[Data items]
_ _ _ _ _

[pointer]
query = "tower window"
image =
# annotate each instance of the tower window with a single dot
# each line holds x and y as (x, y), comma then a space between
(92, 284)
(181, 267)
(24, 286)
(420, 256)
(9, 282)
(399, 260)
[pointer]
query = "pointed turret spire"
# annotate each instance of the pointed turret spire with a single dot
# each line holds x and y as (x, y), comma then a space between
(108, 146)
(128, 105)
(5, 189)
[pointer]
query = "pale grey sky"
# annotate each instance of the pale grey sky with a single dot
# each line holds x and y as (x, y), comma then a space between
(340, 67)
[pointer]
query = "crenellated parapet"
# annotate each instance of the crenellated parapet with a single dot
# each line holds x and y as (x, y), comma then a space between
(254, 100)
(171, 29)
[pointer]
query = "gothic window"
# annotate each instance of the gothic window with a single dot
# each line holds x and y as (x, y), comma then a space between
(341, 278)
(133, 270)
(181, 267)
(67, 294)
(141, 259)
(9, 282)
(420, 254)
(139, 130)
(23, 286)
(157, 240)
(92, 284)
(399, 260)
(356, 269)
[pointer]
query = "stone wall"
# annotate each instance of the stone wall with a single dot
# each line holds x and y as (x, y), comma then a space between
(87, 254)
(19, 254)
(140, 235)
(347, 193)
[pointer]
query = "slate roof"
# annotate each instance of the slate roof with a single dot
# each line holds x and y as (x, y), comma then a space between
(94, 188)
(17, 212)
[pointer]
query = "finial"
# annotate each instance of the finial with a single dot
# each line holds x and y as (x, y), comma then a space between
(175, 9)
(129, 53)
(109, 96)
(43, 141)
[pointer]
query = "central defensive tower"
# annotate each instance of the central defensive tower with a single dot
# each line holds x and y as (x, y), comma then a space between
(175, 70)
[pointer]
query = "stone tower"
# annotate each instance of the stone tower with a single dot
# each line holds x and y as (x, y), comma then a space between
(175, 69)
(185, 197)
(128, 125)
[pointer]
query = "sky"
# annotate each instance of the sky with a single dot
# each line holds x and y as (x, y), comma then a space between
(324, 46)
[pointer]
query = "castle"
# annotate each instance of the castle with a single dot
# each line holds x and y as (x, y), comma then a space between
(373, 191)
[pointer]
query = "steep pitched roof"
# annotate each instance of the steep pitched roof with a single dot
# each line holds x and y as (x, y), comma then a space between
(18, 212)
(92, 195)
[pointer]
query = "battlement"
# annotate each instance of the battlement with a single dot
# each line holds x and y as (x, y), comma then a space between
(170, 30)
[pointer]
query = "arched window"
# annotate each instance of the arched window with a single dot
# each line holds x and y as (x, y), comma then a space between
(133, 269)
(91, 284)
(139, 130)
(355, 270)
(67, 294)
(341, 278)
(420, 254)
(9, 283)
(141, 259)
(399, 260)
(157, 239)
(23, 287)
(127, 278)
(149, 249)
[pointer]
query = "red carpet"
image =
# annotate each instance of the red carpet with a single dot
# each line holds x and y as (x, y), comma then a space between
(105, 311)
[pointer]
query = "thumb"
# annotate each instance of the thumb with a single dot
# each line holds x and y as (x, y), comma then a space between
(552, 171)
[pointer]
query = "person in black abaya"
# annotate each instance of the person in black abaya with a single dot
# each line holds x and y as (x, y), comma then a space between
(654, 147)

_ _ _ _ _

**Direction:** Give the number of lines in the data above that contain the string "battlement", treating uppercase and lowercase as different. Reply with the number alone.

**Result for this task:** 2